* [Task description] Copy all of the data below word for word, leaving out the picture.

* [The records]
(begin)

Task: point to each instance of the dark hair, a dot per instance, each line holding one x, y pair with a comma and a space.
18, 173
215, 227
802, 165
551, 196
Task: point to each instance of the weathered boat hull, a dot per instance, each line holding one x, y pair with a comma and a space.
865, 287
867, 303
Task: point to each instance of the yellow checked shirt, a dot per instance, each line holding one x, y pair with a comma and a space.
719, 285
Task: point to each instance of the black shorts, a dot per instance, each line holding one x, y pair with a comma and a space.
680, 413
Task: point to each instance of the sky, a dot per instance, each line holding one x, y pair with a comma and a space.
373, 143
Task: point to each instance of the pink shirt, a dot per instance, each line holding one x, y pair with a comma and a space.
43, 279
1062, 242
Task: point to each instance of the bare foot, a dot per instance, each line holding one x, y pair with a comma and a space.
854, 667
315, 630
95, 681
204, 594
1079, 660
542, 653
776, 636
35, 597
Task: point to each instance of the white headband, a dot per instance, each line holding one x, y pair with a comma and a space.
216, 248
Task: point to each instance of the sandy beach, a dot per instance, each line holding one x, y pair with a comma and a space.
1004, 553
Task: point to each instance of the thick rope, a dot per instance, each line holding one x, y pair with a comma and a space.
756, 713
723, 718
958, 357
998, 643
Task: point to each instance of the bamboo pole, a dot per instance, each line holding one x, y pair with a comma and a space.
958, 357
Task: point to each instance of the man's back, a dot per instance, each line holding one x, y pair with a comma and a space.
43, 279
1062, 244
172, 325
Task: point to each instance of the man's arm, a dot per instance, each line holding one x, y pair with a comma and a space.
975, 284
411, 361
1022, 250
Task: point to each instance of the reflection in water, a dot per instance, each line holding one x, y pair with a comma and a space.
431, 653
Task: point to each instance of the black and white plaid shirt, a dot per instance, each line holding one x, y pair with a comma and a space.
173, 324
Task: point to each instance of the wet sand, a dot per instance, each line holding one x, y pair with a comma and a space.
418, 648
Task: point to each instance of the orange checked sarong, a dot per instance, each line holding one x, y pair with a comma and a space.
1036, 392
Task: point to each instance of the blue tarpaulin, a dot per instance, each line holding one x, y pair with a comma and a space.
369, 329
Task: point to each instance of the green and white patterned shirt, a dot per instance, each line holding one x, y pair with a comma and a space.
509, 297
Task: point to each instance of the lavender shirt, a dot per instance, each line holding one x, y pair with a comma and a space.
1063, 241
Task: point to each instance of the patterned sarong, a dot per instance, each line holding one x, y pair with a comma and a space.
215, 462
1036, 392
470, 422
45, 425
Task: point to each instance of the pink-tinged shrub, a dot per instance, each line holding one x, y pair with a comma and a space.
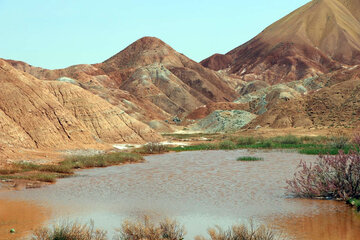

(end)

* [Exercise answer]
Task: point to each instance of the dark hair, a dot per instance, each line holding one x, y pair with a comma and a space.
18, 173
215, 227
802, 165
551, 196
Task: point to each instance of the weathered boat hull, a dot per instance, each line holding one x, y pair with a comma and a space.
865, 287
867, 303
Task: point to each instance of the yellow checked shirt, a dot per instance, each line holding one x, y pair with a comma and a space.
719, 285
Task: point to each instance of the black shorts, a dot per instance, each line holding one x, y pair with a comma and a space.
680, 413
Task: point to each instance of the sky, a dot per instance, each line holding one x, y pair with a comma and a space.
373, 143
Task: point to each instance of the pink shirt, a dot per instance, each line holding one x, y pair with a comma and a space.
43, 279
1062, 242
Task: point to each instance of the bare foot, a dot per instance, each line holding one x, y pair with a comma and a space.
854, 667
315, 630
95, 681
204, 594
1079, 660
542, 653
776, 636
35, 597
Task: point to each instance of the white headband, a dot per instance, each line holding one x, y pair with a comma and a space.
216, 248
Task: point to each instance of the sandy beach, a dot per instance, each line holding one x, y pair with a comma and a space.
1004, 553
Task: point to each instance of the thick rope, a dot per instance, each line holding one x, y pair with a comma and a space.
756, 713
723, 718
958, 357
998, 643
Task: point to each instance of the bamboo pole, a dot per instance, each line holding one x, y pair with a comma and a space.
958, 357
Task: point to each instance of the man's back, a dot per instance, each line holding one x, y pair with a comma and a space.
43, 279
1062, 244
172, 325
Task: point to each instance of the man's arm, a dot per instance, each line holding one x, y pair with a comma and a space.
975, 284
411, 361
1022, 250
Task: point to each instance of the reflection in water, a dot per instance, each line holding one x, y pair with a comma and a space.
431, 653
Task: point to each instance of the black and white plaid shirt, a dot per instance, each line holding one x, y pair with a comma and a space.
173, 324
Task: point to each instance of the wet sand, a dot per instance, each line holding one x, y pair with a comma and a space.
418, 648
Task: point to each instance of the orange checked sarong, a dot per instance, each line holding one x, y pair with a comma and a space.
1036, 392
Task: point to each instance of the blue tarpaulin, a dot per instance, each line holding one x, y pair with a comma and a space.
369, 329
Task: point to each instance of the green and white patterned shirt, a dot per instance, each line holding one x, y pair with a comma and a space.
509, 297
Task: point to each instance of the lavender shirt, a dot per instance, each line holding one x, y pair with a comma and a space.
1063, 241
Task: point to each instance of the patterned sarong, a dot per instance, each line holding one x, y pair with a comma and a space.
215, 462
1036, 392
470, 422
45, 425
Task: point to each instance of the pink-tinged shrub, a dot per instance, each line holding one x, y pair with a comma and a space.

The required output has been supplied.